◆ INSTRUCTIONS TO FOLLOW ◆
Would you repeat the entries beneath, with nothing changed?

◆ DATASET RECORDS ◆
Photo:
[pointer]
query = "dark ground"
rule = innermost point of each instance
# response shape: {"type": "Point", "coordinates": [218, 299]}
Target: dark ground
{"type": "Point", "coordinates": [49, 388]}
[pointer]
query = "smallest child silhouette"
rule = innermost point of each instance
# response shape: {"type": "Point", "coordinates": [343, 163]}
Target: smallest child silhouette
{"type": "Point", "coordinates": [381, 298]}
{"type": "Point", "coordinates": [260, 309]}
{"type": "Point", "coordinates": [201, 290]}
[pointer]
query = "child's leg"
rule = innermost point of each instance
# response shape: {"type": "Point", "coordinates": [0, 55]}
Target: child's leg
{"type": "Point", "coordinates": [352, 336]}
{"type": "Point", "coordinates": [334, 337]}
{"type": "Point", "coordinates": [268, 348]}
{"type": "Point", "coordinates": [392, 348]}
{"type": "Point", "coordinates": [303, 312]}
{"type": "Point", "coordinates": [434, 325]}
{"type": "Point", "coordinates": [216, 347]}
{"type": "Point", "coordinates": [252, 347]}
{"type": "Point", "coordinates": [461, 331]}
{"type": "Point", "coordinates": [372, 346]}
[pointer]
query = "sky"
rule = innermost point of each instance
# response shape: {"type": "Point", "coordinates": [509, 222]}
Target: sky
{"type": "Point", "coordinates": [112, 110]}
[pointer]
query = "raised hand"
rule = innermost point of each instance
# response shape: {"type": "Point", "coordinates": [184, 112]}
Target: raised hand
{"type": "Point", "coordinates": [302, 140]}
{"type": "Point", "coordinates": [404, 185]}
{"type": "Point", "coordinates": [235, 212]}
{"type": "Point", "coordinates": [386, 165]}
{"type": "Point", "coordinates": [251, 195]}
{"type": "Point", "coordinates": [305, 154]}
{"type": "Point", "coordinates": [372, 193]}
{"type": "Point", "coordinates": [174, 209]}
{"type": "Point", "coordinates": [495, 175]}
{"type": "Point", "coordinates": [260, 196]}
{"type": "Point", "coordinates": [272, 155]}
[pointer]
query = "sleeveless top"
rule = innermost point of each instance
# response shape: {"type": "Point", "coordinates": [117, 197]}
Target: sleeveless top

◆ TASK RESULT ◆
Photo:
[pointer]
query = "dark ground"
rule = innermost point of each instance
# response shape: {"type": "Point", "coordinates": [218, 299]}
Target: dark ground
{"type": "Point", "coordinates": [49, 388]}
[pointer]
query = "smallest child silhouette"
rule = innermost point of each instance
# response shape: {"type": "Point", "coordinates": [343, 163]}
Target: smallest child silhouette
{"type": "Point", "coordinates": [381, 298]}
{"type": "Point", "coordinates": [260, 309]}
{"type": "Point", "coordinates": [201, 290]}
[pointer]
query = "child's leg"
rule = innermost point of each instance
# response shape: {"type": "Point", "coordinates": [0, 55]}
Target: child's leg
{"type": "Point", "coordinates": [352, 336]}
{"type": "Point", "coordinates": [334, 337]}
{"type": "Point", "coordinates": [268, 348]}
{"type": "Point", "coordinates": [392, 348]}
{"type": "Point", "coordinates": [303, 312]}
{"type": "Point", "coordinates": [434, 325]}
{"type": "Point", "coordinates": [216, 347]}
{"type": "Point", "coordinates": [252, 347]}
{"type": "Point", "coordinates": [461, 331]}
{"type": "Point", "coordinates": [372, 346]}
[pointer]
query = "sky"
rule = innermost point of each instance
# response shape: {"type": "Point", "coordinates": [509, 222]}
Target: sky
{"type": "Point", "coordinates": [112, 110]}
[pointer]
query = "raised hand"
rule = innermost point of each instance
# response shape: {"type": "Point", "coordinates": [184, 112]}
Target: raised hand
{"type": "Point", "coordinates": [302, 140]}
{"type": "Point", "coordinates": [404, 185]}
{"type": "Point", "coordinates": [235, 212]}
{"type": "Point", "coordinates": [386, 165]}
{"type": "Point", "coordinates": [251, 195]}
{"type": "Point", "coordinates": [305, 154]}
{"type": "Point", "coordinates": [372, 193]}
{"type": "Point", "coordinates": [174, 209]}
{"type": "Point", "coordinates": [495, 175]}
{"type": "Point", "coordinates": [260, 196]}
{"type": "Point", "coordinates": [272, 155]}
[pointer]
query = "sleeveless top"
rule = innermost point of each instance
# response shape: {"type": "Point", "coordinates": [117, 197]}
Target: sleeveless top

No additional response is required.